**Reading passage**:

-- Begin --

Tackling the Hard Part

As multicore works its way into the embedded world, there are lots of things that used to be simple that become more complex, both in hardware and in software. But one element – often acknowledged by people knowledgeable in this space as “the hard part of multicore” – has remained mostly untouched: how to take a program and partition it over multiple cores.

Basically, it’s hard to do wrong. And it’s much harder to do right. Particularly when doing it manually, which was the only option for a long time. Automating elements of the process helps, and we looked at some movement in that direction in a previous article.

One of the companies working in this space, Vector Fabrics, just made their latest tool announcement, and it reflects a number of key changes:

They’ve changed their naming.
The technology itself has evolved.
They’ve left the cloud.

Vector Fabrics has gone through a few iterations of their tool as their capabilities unfolded. Originally, their vfAnalyst tool showed dependencies in the code in a way that had never been done before. They went through a couple more iterations up to their last release, vfEmbedded, which included partitioning and mapping options in a more rudimentary way.

-- End --

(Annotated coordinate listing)
-- Begin --

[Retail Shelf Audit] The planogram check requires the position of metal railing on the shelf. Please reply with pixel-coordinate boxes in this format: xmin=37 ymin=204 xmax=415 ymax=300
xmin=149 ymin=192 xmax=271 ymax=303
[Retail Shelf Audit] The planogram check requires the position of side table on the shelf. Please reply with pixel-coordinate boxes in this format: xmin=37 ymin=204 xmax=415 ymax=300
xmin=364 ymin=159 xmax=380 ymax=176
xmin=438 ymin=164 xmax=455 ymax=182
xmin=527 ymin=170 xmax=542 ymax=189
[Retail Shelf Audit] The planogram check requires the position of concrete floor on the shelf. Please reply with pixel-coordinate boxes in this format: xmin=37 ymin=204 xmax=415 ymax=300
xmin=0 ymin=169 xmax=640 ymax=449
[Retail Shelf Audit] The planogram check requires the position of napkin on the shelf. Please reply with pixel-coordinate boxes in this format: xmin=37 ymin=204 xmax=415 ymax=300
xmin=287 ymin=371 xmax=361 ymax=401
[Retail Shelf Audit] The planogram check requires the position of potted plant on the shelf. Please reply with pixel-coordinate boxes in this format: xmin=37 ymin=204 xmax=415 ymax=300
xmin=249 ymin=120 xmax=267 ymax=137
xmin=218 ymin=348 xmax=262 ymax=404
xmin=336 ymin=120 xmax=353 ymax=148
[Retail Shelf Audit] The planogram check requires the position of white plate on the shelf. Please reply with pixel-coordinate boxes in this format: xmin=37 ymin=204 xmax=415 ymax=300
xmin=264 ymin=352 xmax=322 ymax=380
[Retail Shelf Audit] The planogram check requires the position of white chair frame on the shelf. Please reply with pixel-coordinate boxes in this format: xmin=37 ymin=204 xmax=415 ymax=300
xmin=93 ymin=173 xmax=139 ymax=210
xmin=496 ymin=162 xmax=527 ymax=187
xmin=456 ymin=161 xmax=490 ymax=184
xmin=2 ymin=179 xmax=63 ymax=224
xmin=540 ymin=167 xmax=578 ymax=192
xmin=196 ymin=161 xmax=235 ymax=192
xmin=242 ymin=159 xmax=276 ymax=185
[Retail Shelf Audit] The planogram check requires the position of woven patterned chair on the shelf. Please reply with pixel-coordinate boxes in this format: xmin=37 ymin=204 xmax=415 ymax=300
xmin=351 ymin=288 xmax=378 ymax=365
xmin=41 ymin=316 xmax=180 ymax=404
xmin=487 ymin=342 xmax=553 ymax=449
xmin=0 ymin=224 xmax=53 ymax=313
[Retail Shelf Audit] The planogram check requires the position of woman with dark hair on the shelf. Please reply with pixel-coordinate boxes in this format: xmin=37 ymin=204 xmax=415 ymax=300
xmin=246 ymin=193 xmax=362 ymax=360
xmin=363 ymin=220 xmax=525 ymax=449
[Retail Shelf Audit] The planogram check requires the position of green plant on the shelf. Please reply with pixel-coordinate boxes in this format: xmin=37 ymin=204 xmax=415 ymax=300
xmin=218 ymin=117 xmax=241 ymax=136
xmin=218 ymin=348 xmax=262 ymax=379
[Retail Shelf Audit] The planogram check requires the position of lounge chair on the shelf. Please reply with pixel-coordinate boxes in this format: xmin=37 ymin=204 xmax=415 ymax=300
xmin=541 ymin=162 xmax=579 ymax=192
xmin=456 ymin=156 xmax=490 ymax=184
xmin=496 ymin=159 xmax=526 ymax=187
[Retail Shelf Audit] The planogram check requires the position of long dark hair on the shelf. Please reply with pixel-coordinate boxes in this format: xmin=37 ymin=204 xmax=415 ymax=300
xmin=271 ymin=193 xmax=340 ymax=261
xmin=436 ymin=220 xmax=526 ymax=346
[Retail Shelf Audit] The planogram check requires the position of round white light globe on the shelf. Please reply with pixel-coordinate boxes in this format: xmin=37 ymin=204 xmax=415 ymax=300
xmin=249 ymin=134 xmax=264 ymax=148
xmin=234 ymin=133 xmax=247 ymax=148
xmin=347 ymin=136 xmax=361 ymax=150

-- End --

**Given problem 1**: In the listing, reproduce the lines from the one containing "position of green" through the one containing "xmin=496 ymin=159 xmax=526 ymax=187", with both of those lines included.
**Given problem 2**: Resume the article on multicore partitioning after its last sentence.
The article on multicore partitioning and the listing after it were taken from separate sources.

**Final answer 1**:
[Retail Shelf Audit] The planogram check requires the position of green plant on the shelf. Please reply with pixel-coordinate boxes in this format: xmin=37 ymin=204 xmax=415 ymax=300
xmin=218 ymin=117 xmax=241 ymax=136
xmin=218 ymin=348 xmax=262 ymax=379
[Retail Shelf Audit] The planogram check requires the position of lounge chair on the shelf. Please reply with pixel-coordinate boxes in this format: xmin=37 ymin=204 xmax=415 ymax=300
xmin=541 ymin=162 xmax=579 ymax=192
xmin=456 ymin=156 xmax=490 ymax=184
xmin=496 ymin=159 xmax=526 ymax=187

**Final answer 2**:
Pareon fills in a lot of the holes, taking the tool from one that handled the most frequent scenarios to one that is more airtight. And, as you can see, they’ve changed their branding structure; they found that the underlying “ontology” that drove the previous scheme became a bit forced, so they’ve made a clean break.

While the key technology relates to identification of dependencies, which are visualized in a unique way, this has turned out to be secondary from a user methodology standpoint. Originally, the dependencies were a way for a user to figure out where to partition most effectively. Once they had that in place, they realized that they could propose different partitioning strategies based on those dependencies, and, if the user liked that, then he or she didn’t explicitly need to check the dependencies at all.

So what happens is that Pareon executes a program and presents a display showing how long various parts of the program take to run; similar in concept (although presented different graphically) to profiling. The user then goes in to partition the lengthy bits – more on that shortly.

The reason for executing the program is not just to profile speed, but also to detect certain dependencies. Some dependencies (which they call “compute” dependencies) involve only register values, and programs can be inspected statically to determine those. But others – typically related to pointer arithmetic and pointer aliasing – can’t be handled statically. Two pointers may end up pointing to the same memory location, and you will know that only by actually running the program and examining the memory address. So they instrument your code and then track the loads and stores. If one variable writes to a location, and then, sometime later, some other variable (or even the same one) reads from that location, a dependency is noted.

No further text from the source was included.